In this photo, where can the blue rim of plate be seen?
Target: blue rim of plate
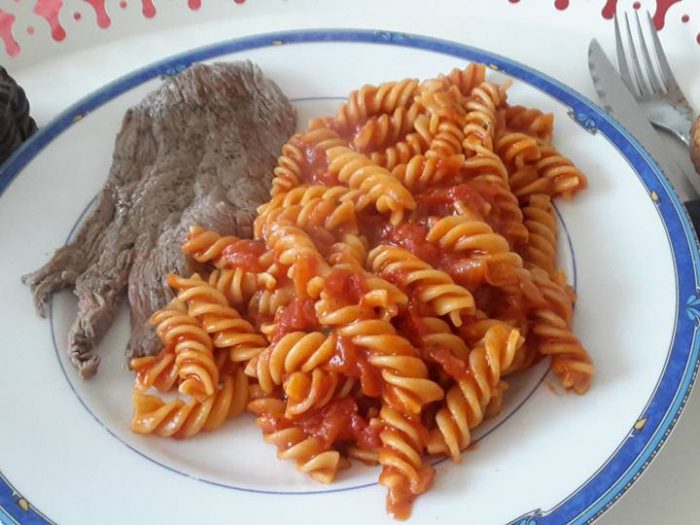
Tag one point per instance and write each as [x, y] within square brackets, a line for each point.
[626, 463]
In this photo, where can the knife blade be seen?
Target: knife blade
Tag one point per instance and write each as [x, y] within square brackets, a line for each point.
[620, 103]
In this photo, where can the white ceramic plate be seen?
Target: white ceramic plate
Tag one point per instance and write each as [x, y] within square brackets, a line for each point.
[66, 452]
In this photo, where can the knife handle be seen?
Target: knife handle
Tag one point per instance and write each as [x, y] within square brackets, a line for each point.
[693, 208]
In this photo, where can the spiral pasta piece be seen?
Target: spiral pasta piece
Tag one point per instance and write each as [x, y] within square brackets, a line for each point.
[499, 266]
[406, 383]
[308, 391]
[404, 473]
[566, 178]
[225, 326]
[193, 349]
[182, 420]
[465, 79]
[381, 131]
[423, 172]
[401, 152]
[541, 249]
[432, 286]
[517, 149]
[310, 454]
[466, 402]
[316, 213]
[296, 351]
[376, 183]
[371, 100]
[570, 361]
[238, 285]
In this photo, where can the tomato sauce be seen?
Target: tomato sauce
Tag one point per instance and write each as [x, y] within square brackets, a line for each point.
[469, 272]
[411, 237]
[346, 286]
[353, 361]
[338, 421]
[315, 167]
[441, 201]
[297, 316]
[453, 366]
[244, 254]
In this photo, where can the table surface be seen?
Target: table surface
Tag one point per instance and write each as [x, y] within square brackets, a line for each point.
[550, 36]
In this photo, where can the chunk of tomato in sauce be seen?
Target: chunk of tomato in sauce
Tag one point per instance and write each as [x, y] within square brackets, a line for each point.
[346, 286]
[441, 201]
[244, 254]
[297, 316]
[352, 360]
[314, 168]
[340, 421]
[413, 238]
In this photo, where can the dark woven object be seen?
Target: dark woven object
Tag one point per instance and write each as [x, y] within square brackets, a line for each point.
[16, 125]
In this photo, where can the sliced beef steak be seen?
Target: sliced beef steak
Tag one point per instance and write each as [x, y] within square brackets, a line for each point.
[199, 150]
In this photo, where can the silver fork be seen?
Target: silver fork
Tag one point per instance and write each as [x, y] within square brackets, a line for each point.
[659, 95]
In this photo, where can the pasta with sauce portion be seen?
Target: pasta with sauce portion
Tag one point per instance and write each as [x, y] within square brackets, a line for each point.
[404, 267]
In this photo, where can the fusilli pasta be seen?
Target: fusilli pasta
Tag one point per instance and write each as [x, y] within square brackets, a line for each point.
[404, 266]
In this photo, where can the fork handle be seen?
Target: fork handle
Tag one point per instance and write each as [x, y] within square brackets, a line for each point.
[693, 208]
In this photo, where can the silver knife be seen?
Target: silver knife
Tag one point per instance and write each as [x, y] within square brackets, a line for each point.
[619, 102]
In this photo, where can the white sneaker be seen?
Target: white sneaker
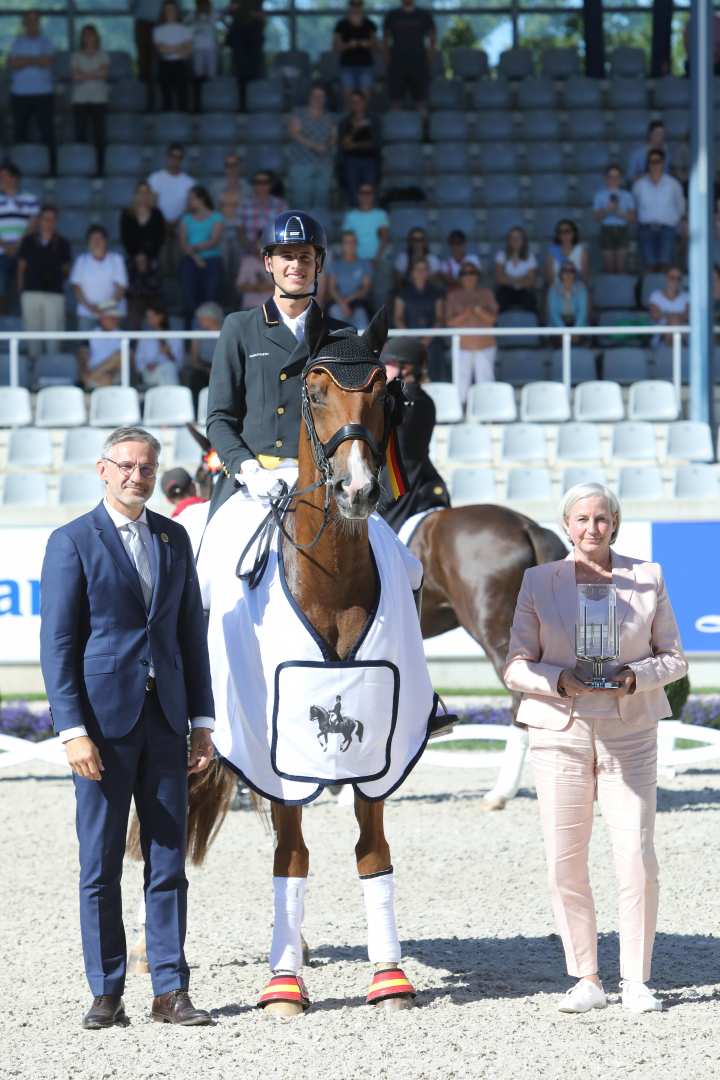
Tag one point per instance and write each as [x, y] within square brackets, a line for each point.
[637, 997]
[583, 997]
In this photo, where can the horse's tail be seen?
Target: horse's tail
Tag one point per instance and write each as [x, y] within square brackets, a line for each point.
[209, 794]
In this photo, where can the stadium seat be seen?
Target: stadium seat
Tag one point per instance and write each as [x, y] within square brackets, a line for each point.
[467, 442]
[583, 474]
[15, 409]
[696, 482]
[689, 441]
[528, 484]
[472, 485]
[77, 159]
[625, 364]
[559, 63]
[29, 448]
[166, 406]
[60, 407]
[469, 63]
[515, 64]
[25, 489]
[80, 488]
[598, 402]
[634, 441]
[578, 442]
[491, 403]
[266, 95]
[652, 400]
[82, 446]
[522, 442]
[640, 482]
[402, 125]
[544, 403]
[114, 406]
[448, 408]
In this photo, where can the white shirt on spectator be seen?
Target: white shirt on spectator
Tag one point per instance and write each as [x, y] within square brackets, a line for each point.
[515, 267]
[172, 192]
[662, 203]
[97, 279]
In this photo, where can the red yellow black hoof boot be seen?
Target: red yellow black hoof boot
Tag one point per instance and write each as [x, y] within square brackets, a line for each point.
[391, 986]
[285, 996]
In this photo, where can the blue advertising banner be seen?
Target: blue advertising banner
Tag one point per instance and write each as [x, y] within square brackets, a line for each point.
[689, 553]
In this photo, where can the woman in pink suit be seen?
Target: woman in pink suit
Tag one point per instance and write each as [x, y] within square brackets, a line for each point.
[587, 744]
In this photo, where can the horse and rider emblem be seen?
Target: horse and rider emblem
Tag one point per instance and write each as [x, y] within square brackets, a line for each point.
[331, 721]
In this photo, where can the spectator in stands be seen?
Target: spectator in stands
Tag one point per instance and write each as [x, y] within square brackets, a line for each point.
[158, 363]
[18, 211]
[201, 266]
[354, 40]
[99, 280]
[246, 39]
[259, 208]
[349, 284]
[638, 161]
[43, 265]
[252, 280]
[173, 42]
[457, 257]
[90, 67]
[202, 24]
[99, 361]
[567, 298]
[567, 247]
[516, 273]
[369, 224]
[670, 305]
[208, 316]
[421, 305]
[614, 208]
[661, 205]
[418, 247]
[360, 147]
[143, 234]
[471, 305]
[311, 151]
[409, 40]
[31, 92]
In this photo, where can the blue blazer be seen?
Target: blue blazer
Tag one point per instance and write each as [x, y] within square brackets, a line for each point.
[96, 637]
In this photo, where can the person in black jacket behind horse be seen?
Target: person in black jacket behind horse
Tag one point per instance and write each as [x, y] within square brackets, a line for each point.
[407, 359]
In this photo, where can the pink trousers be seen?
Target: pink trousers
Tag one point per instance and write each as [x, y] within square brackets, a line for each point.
[571, 769]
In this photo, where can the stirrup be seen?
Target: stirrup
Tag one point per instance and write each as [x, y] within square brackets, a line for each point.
[390, 983]
[285, 988]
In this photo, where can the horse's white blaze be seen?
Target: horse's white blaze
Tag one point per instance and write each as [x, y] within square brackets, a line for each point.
[360, 472]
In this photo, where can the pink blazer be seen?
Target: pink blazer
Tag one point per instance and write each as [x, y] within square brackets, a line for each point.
[543, 644]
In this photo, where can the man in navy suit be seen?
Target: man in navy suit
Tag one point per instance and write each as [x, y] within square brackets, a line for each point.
[124, 657]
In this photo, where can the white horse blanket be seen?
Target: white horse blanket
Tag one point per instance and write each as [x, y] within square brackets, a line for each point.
[289, 718]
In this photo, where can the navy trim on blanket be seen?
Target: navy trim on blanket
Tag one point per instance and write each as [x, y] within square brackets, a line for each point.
[325, 664]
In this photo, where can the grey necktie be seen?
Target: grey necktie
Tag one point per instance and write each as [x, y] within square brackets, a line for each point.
[141, 562]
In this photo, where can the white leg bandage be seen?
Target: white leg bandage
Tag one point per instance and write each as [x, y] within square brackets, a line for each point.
[286, 948]
[383, 944]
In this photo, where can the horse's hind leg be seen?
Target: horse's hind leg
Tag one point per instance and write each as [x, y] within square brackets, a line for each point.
[289, 876]
[377, 877]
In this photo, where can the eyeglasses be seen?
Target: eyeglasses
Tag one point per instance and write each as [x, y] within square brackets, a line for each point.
[127, 468]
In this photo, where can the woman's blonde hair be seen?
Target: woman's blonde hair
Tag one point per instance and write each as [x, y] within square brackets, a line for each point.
[579, 491]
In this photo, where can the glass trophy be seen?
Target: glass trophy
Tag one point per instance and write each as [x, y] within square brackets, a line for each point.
[596, 631]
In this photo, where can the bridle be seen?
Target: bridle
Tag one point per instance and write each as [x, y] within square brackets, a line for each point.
[281, 498]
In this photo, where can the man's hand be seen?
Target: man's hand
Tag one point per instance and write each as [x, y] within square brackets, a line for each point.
[201, 750]
[84, 757]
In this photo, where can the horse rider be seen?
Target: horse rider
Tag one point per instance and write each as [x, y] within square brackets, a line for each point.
[407, 359]
[254, 396]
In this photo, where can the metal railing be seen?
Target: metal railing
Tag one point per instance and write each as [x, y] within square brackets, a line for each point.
[456, 335]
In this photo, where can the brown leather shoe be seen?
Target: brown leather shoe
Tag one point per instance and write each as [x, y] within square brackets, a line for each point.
[176, 1008]
[105, 1011]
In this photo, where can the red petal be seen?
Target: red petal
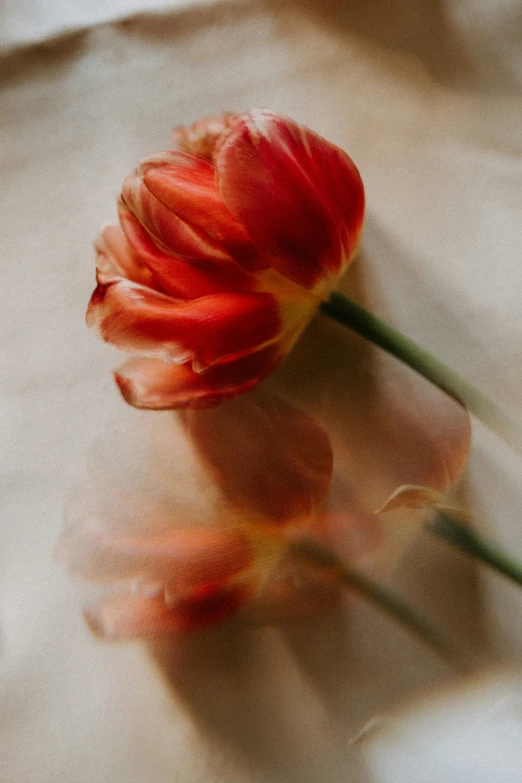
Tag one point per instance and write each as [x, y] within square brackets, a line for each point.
[138, 320]
[174, 196]
[153, 384]
[265, 454]
[176, 276]
[131, 617]
[300, 198]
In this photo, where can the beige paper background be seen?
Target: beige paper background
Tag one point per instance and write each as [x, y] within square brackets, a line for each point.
[425, 96]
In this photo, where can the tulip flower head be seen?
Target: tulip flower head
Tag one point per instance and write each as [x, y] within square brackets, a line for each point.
[224, 251]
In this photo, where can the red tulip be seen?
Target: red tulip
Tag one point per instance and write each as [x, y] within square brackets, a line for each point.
[223, 254]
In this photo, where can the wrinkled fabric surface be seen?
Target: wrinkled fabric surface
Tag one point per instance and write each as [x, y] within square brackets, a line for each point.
[425, 96]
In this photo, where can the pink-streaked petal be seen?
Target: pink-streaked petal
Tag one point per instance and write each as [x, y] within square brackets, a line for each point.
[272, 176]
[167, 229]
[205, 331]
[114, 258]
[178, 277]
[155, 385]
[186, 186]
[389, 426]
[132, 617]
[265, 455]
[184, 558]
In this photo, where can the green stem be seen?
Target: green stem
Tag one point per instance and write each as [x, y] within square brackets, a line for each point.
[468, 540]
[389, 602]
[355, 317]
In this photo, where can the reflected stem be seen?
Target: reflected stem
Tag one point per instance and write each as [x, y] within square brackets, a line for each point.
[392, 604]
[343, 310]
[468, 540]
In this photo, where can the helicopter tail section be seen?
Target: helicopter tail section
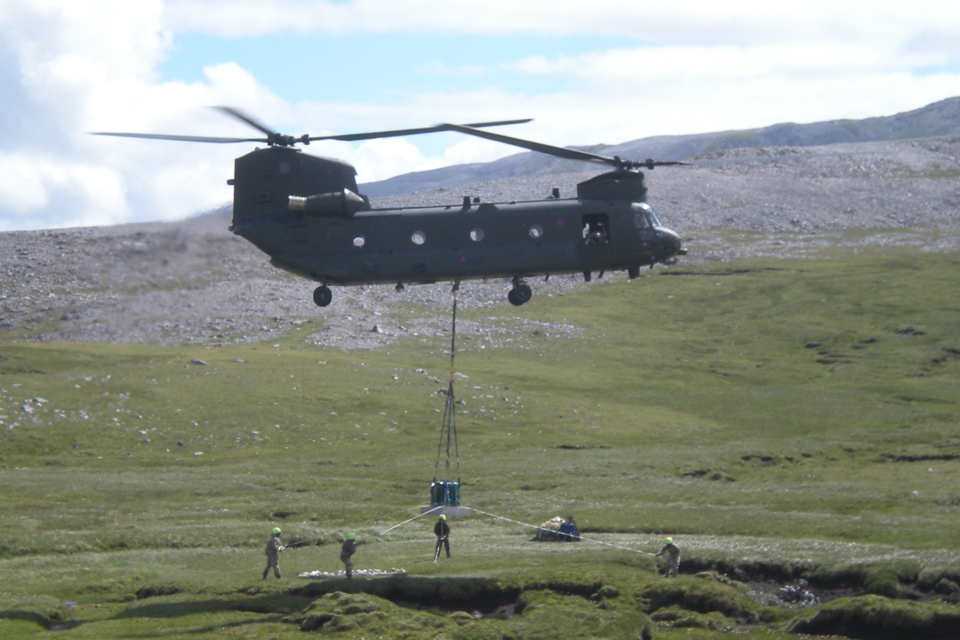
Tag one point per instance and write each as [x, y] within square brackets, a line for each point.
[629, 186]
[266, 181]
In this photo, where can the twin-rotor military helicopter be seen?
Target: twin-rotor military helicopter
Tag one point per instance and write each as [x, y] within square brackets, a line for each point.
[307, 214]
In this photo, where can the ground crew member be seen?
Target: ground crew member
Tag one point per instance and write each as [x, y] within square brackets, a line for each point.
[442, 531]
[673, 557]
[274, 547]
[347, 549]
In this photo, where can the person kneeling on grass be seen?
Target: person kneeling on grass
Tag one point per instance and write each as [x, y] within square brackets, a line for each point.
[274, 547]
[347, 549]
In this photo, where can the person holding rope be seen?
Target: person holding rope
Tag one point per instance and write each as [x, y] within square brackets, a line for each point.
[442, 531]
[347, 549]
[274, 547]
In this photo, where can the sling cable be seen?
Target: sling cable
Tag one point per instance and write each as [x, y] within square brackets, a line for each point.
[445, 494]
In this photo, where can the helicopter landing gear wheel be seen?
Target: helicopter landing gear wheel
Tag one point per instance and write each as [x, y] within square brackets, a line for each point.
[322, 296]
[520, 294]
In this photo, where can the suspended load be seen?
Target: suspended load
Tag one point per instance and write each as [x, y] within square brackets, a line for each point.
[445, 494]
[558, 530]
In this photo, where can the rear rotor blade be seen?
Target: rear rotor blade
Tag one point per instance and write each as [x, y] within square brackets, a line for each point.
[412, 132]
[239, 115]
[561, 152]
[160, 136]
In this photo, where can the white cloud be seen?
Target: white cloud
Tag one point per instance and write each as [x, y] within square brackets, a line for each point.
[653, 21]
[72, 66]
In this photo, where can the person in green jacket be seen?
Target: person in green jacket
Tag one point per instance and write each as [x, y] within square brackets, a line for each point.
[442, 531]
[347, 549]
[274, 547]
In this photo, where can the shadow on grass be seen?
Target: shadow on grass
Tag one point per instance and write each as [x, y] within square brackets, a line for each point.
[451, 594]
[53, 623]
[278, 604]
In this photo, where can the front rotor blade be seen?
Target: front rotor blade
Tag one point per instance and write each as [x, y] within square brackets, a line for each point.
[160, 136]
[412, 132]
[239, 115]
[561, 152]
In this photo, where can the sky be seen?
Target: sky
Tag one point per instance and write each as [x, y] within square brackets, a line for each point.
[605, 71]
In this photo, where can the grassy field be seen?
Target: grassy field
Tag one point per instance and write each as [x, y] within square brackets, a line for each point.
[791, 416]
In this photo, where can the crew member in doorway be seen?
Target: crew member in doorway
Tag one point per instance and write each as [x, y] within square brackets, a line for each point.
[442, 531]
[673, 557]
[347, 549]
[274, 547]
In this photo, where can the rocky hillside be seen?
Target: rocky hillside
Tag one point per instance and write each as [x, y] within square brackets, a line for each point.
[194, 282]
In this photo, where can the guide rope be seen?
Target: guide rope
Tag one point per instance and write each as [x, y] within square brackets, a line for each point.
[448, 429]
[524, 524]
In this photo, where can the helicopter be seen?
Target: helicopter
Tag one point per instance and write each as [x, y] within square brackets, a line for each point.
[306, 212]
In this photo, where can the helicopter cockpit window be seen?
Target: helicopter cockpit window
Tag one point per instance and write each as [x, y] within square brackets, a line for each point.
[596, 229]
[643, 216]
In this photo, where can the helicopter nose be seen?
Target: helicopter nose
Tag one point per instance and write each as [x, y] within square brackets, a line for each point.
[671, 243]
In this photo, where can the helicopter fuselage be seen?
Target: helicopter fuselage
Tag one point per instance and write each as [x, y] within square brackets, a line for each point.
[303, 211]
[464, 241]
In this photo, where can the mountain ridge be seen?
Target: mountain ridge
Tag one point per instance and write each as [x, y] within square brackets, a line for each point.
[940, 118]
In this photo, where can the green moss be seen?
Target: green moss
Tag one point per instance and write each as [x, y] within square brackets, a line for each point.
[878, 617]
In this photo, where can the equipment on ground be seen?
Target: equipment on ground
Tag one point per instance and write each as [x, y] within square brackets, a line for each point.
[558, 530]
[307, 214]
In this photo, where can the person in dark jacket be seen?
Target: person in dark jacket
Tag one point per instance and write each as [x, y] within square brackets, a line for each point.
[673, 557]
[273, 549]
[347, 549]
[442, 531]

▸ Objective: Give back exactly the lines from the line holding "In this photo, where can the rocky" through the last line of the listing, including both.

▸ Reply to the exercise:
In this photo, where can the rocky hillside be seen?
Target: rocky hillside
Tag one point per instance and write each as [x, y] within square brackets, a line for each point.
[194, 282]
In this photo, where can the guide rope be seen?
Target: guide rope
Tag one point per instance and write each as [x, y] within square brackets, a line for each point.
[448, 429]
[524, 524]
In this photo, where can the helicopter be seen?
Target: helicopter
Tag one point per instance and write each as [x, y] within square brackets, a line for each point.
[306, 212]
In this photo, where can the helicopter cockpit window be seen?
Target: helicopter cockpit window
Tag one point per instance and write each as [x, y] within square brackets, a line for each point.
[596, 229]
[643, 216]
In this photo, where can the helicopter nose be seen?
Target: helicopter nose
Tag one point per instance and write each as [x, y] within square brackets, a line for each point.
[671, 243]
In this photo, where can the helicopter fuselage be seen?
Target: helicopter fuselage
Tag one point per instance and write each as [x, y] within square brackets, a line for each point.
[303, 211]
[464, 241]
In this photo, where can the mountain ridge be seen?
Target: mountain ridge
Tag one point per instance and write each as [x, y] within square brackets, a line for each point.
[940, 118]
In this photo, where can the green moss be seen?
Target: green moss
Tag one point per instance and write each as [x, y] within square brackets, a line for each point.
[878, 617]
In this photo, where can the equipment on ground be seen?
Target: equipment on ground
Tag one point per instance and write each as [x, y] within square brackets, a line for each point.
[558, 530]
[307, 214]
In this photo, where can the person in dark jacket be seen?
Target: person in dark jacket
Tag one point per instance and write each as [x, y] within square brackets, a line for each point.
[673, 557]
[273, 549]
[347, 549]
[442, 531]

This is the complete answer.